Source excerpt:
I’ve written before about how important electoral reform is to secularists, humanists, atheists, and freethinkers, and since then it has become a major political issue. The most recent debacle had former Democratic Institutions Minister Maryam Monsef trying to dazzle Canadians with math, and make an important electoral metric – the Gallagher Index – look dangerous and scary. Not only is it neither of those things, it’s actually trivially simple and easy to understand. I will demonstrate that, by deriving the equation from scratch, right here.

[Photo of Maryam Monsef holding up a sheet of paper with the equation for the Gallagher Index of election proportionality on it (which is just a simple least squares regression).]

Maryam Monsef thinks you’re too stupid to understand this equation.

Much of what Monsef said in her original comments about the electoral reform committee was, not to mince words, an outright lie, made up of the usual distortions and misrepresentations politicians use while staying vague enough to be difficult to pin down. She did eventually apologize, sorta-kinda, but I don’t think anyone really tackled the substance of her lies head on.

[Collected data]
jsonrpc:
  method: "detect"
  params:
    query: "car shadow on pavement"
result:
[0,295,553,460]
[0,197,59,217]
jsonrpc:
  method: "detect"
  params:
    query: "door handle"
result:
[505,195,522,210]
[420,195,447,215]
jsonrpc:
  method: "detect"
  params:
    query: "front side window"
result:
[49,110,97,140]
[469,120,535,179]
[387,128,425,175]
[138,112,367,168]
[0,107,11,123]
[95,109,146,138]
==
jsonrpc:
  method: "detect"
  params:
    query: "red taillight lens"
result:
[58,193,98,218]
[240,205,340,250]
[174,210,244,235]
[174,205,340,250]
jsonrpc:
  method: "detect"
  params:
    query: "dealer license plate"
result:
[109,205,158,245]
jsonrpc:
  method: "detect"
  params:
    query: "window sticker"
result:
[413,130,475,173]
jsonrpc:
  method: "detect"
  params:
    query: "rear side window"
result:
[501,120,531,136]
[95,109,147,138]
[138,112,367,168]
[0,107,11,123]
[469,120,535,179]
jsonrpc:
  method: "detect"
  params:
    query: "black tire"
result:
--
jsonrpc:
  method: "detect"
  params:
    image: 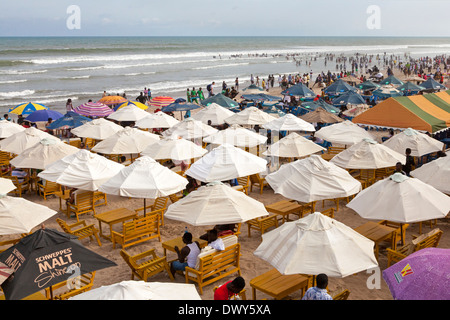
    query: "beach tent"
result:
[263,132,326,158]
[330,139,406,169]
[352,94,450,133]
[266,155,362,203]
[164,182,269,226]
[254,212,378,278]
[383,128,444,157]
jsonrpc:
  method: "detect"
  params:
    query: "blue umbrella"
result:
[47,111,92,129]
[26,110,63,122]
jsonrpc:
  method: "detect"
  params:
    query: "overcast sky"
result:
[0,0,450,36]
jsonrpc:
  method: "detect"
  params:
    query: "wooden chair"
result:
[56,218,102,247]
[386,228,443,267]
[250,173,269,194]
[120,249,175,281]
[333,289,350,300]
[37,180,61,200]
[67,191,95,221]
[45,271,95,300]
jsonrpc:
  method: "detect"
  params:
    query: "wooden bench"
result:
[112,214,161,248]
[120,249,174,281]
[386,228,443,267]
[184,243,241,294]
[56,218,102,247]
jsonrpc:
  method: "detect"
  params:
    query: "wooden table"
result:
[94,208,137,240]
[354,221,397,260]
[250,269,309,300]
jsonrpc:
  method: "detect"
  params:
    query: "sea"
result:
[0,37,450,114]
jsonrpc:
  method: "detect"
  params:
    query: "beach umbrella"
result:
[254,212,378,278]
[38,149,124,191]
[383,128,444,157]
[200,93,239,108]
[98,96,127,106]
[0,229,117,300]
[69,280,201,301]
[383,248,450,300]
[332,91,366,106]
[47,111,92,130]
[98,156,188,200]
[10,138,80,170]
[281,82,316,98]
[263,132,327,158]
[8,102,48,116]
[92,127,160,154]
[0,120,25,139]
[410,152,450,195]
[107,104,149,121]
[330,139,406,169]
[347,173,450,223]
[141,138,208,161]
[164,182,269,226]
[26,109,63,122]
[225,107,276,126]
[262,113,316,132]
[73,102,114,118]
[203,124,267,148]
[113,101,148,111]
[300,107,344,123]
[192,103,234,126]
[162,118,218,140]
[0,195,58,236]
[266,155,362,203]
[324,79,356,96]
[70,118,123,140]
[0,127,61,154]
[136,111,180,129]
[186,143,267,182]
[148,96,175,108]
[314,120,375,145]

Task to carry out:
Rewrite the electoral reform excerpt from "Maryam Monsef thinks" to "lies head on.", changing "electoral reform committee" to "parliamentary committee".

Written solution:
Maryam Monsef thinks you’re too stupid to understand this equation.

Much of what Monsef said in her original comments about the parliamentary committee was, not to mince words, an outright lie, made up of the usual distortions and misrepresentations politicians use while staying vague enough to be difficult to pin down. She did eventually apologize, sorta-kinda, but I don’t think anyone really tackled the substance of her lies head on.